• **Written request**:
Your task is to extract every entry that follows word for word while excluding the pictures.
Provided entries start
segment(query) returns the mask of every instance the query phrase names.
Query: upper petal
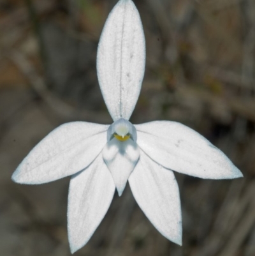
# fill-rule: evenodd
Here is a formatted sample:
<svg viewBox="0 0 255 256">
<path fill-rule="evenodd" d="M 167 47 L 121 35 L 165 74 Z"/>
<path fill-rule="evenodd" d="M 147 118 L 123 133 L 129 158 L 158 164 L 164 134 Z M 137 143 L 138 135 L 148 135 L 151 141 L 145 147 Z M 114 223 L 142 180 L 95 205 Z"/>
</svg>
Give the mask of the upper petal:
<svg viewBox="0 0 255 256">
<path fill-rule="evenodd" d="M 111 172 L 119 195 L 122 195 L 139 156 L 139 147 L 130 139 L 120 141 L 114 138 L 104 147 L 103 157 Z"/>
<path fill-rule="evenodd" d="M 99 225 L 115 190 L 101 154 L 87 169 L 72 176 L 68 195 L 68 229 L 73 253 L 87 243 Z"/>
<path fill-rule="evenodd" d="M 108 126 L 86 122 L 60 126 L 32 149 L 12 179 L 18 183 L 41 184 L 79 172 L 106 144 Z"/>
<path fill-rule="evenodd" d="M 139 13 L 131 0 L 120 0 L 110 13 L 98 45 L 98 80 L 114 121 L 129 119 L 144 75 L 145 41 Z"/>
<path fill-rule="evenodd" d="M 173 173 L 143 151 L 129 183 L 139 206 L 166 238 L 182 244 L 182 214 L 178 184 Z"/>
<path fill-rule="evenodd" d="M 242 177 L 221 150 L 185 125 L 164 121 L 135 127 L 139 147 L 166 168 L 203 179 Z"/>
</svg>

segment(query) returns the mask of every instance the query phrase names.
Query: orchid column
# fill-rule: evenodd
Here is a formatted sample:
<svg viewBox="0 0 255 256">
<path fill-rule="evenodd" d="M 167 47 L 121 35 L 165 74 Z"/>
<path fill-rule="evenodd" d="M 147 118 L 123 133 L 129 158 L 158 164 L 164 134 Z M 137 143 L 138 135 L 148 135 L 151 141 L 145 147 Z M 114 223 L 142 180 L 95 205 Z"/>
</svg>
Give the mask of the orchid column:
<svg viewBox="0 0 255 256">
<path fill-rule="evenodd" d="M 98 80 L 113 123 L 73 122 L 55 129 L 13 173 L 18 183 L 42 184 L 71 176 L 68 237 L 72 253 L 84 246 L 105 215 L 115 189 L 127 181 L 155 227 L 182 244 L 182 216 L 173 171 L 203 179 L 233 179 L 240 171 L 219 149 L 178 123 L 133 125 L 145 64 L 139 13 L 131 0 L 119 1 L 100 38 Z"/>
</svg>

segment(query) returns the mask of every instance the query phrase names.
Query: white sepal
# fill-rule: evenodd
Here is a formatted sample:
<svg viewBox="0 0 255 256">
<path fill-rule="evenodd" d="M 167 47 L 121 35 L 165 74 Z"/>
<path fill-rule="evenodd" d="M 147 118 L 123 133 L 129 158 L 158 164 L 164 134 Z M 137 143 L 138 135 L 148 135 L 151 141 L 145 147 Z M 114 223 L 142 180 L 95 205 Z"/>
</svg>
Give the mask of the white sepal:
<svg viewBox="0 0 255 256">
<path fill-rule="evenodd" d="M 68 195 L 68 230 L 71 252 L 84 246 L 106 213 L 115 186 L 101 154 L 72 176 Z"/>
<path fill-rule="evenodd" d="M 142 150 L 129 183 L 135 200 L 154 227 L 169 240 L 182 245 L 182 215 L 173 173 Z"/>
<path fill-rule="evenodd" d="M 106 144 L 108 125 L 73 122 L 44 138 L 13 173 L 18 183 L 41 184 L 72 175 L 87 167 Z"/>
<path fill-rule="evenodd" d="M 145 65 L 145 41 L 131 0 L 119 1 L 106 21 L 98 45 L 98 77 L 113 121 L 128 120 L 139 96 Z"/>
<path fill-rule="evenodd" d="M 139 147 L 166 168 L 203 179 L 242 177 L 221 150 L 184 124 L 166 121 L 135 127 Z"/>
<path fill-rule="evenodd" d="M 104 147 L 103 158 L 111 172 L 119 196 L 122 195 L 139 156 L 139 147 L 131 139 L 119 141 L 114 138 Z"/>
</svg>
Provided entries end
• **The reply**:
segment(query) returns the mask of every instance the query phrase names.
Query: upper petal
# fill-rule: evenodd
Here is a formatted sample:
<svg viewBox="0 0 255 256">
<path fill-rule="evenodd" d="M 167 47 L 121 35 L 165 74 Z"/>
<path fill-rule="evenodd" d="M 147 118 L 123 133 L 129 158 L 158 164 L 164 134 Z M 137 143 L 138 135 L 148 135 L 151 141 L 145 147 Z M 114 223 L 142 180 L 95 205 Z"/>
</svg>
Give the mask of the upper petal:
<svg viewBox="0 0 255 256">
<path fill-rule="evenodd" d="M 111 172 L 119 195 L 122 195 L 139 156 L 139 147 L 130 139 L 120 141 L 114 138 L 104 147 L 103 157 Z"/>
<path fill-rule="evenodd" d="M 99 225 L 115 190 L 101 154 L 87 169 L 72 176 L 68 195 L 68 229 L 73 253 L 87 243 Z"/>
<path fill-rule="evenodd" d="M 108 126 L 86 122 L 60 126 L 32 149 L 12 179 L 18 183 L 41 184 L 79 172 L 106 144 Z"/>
<path fill-rule="evenodd" d="M 139 13 L 131 0 L 120 0 L 110 13 L 98 45 L 98 80 L 114 121 L 129 119 L 144 75 L 145 41 Z"/>
<path fill-rule="evenodd" d="M 173 173 L 143 151 L 129 183 L 139 206 L 166 238 L 182 244 L 182 214 L 178 184 Z"/>
<path fill-rule="evenodd" d="M 242 177 L 221 150 L 185 125 L 164 121 L 135 127 L 139 147 L 166 168 L 203 179 Z"/>
</svg>

segment(query) returns the mask of every instance the query phrase names.
Query: orchid column
# fill-rule: evenodd
Here is a formatted sample:
<svg viewBox="0 0 255 256">
<path fill-rule="evenodd" d="M 167 47 L 121 35 L 165 74 Z"/>
<path fill-rule="evenodd" d="M 147 118 L 123 133 L 129 158 L 158 164 L 164 134 Z M 137 143 L 138 135 L 148 135 L 151 141 L 145 147 Z M 114 223 L 142 180 L 95 205 Z"/>
</svg>
Give the mask of the orchid column:
<svg viewBox="0 0 255 256">
<path fill-rule="evenodd" d="M 98 80 L 113 123 L 73 122 L 55 129 L 13 173 L 18 183 L 42 184 L 71 176 L 68 237 L 72 253 L 84 246 L 105 215 L 115 189 L 127 181 L 155 227 L 182 244 L 182 216 L 173 171 L 203 179 L 233 179 L 240 171 L 219 149 L 178 123 L 133 125 L 145 64 L 139 13 L 131 0 L 119 1 L 100 38 Z"/>
</svg>

segment(query) returns the mask of every instance the query phrase names.
Query: white sepal
# fill-rule: evenodd
Here is a formatted sample:
<svg viewBox="0 0 255 256">
<path fill-rule="evenodd" d="M 167 47 L 121 35 L 165 74 Z"/>
<path fill-rule="evenodd" d="M 147 118 L 123 133 L 129 158 L 158 164 L 164 134 Z M 137 143 L 138 135 L 148 135 L 151 141 L 145 147 Z M 114 223 L 142 180 L 95 205 Z"/>
</svg>
Give the mask of the white sepal:
<svg viewBox="0 0 255 256">
<path fill-rule="evenodd" d="M 68 195 L 68 230 L 71 252 L 84 246 L 106 213 L 115 186 L 101 154 L 72 176 Z"/>
<path fill-rule="evenodd" d="M 142 150 L 129 183 L 135 200 L 154 227 L 169 240 L 182 245 L 182 215 L 173 173 Z"/>
<path fill-rule="evenodd" d="M 106 144 L 108 125 L 73 122 L 44 138 L 13 173 L 18 183 L 41 184 L 72 175 L 87 167 Z"/>
<path fill-rule="evenodd" d="M 145 65 L 145 41 L 131 0 L 119 1 L 106 21 L 98 45 L 98 77 L 113 121 L 128 120 L 139 96 Z"/>
<path fill-rule="evenodd" d="M 139 147 L 166 168 L 203 179 L 242 177 L 221 150 L 184 124 L 166 121 L 135 127 Z"/>
<path fill-rule="evenodd" d="M 104 147 L 103 158 L 111 172 L 119 196 L 122 195 L 139 156 L 139 147 L 131 139 L 119 141 L 114 138 Z"/>
</svg>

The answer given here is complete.